Directions →
Rewrite the data from its start through the line containing "top-left (572, 210), bottom-right (611, 257)", requests included, scaling every bounding-box coordinate in the answers by 0.35 and rounding to whole numbers with halves rounded up. Leave the coordinates in the requests and their sample boxes unchanged.

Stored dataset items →
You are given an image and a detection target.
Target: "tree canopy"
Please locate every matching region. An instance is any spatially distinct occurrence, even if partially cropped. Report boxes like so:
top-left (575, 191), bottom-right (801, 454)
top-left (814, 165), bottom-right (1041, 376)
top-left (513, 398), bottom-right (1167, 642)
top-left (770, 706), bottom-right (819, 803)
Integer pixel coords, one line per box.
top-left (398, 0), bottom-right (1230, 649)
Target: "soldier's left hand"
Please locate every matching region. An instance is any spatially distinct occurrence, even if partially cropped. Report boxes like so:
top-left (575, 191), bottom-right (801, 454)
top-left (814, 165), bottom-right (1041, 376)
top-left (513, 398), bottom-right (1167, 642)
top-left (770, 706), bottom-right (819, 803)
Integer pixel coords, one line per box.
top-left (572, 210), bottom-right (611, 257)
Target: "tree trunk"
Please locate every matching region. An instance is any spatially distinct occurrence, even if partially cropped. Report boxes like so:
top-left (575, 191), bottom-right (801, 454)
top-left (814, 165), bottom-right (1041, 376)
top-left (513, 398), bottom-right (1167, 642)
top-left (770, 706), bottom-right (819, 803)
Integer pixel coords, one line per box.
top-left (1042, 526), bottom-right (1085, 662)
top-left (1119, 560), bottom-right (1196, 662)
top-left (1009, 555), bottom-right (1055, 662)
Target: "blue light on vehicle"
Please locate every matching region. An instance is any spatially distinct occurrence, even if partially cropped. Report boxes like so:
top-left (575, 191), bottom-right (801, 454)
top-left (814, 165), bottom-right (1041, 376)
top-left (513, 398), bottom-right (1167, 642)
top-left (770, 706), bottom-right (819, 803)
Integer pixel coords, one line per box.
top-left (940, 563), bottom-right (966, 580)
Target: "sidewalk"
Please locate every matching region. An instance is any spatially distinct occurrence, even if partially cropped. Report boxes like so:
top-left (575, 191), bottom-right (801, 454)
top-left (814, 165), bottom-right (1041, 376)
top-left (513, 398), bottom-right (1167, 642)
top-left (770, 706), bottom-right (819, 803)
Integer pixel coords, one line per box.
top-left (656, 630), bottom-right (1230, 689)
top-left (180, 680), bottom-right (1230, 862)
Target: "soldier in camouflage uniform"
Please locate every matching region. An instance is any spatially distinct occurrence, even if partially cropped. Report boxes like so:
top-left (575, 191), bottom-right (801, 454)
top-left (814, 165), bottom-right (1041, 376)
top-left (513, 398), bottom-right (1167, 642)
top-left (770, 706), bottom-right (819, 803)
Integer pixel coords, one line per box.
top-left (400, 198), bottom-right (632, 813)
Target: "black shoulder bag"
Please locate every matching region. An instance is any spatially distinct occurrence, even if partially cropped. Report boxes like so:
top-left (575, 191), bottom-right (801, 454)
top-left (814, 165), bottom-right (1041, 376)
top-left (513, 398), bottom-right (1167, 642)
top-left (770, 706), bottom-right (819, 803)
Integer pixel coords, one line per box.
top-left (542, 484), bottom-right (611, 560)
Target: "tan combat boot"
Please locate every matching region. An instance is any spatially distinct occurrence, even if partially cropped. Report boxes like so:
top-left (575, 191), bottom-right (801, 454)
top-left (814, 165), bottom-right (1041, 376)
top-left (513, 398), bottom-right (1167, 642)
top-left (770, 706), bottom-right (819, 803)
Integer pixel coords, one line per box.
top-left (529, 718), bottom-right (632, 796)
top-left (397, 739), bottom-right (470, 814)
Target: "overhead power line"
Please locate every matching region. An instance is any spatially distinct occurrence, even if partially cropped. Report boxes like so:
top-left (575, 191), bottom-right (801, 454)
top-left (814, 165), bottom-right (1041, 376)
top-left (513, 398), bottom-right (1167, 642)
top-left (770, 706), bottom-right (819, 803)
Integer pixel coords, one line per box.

Result →
You are given an image and a detection target.
Target: "tree canopy"
Please locate every matching region. An instance is any spatially distinct occurrence, even if partially cropped. Report boxes like so:
top-left (575, 191), bottom-right (801, 454)
top-left (814, 165), bottom-right (1041, 376)
top-left (513, 398), bottom-right (1167, 642)
top-left (770, 706), bottom-right (819, 803)
Integer pixel coords, one line per box.
top-left (139, 0), bottom-right (431, 227)
Target: "soldier's left hand"
Please locate every matching region. An instance is any spatially distinct occurrence, even if partially cropped. Report boxes like so:
top-left (575, 191), bottom-right (801, 454)
top-left (814, 165), bottom-right (1041, 376)
top-left (513, 398), bottom-right (1167, 642)
top-left (770, 706), bottom-right (819, 803)
Integer pixel coords, one line per box.
top-left (200, 74), bottom-right (214, 90)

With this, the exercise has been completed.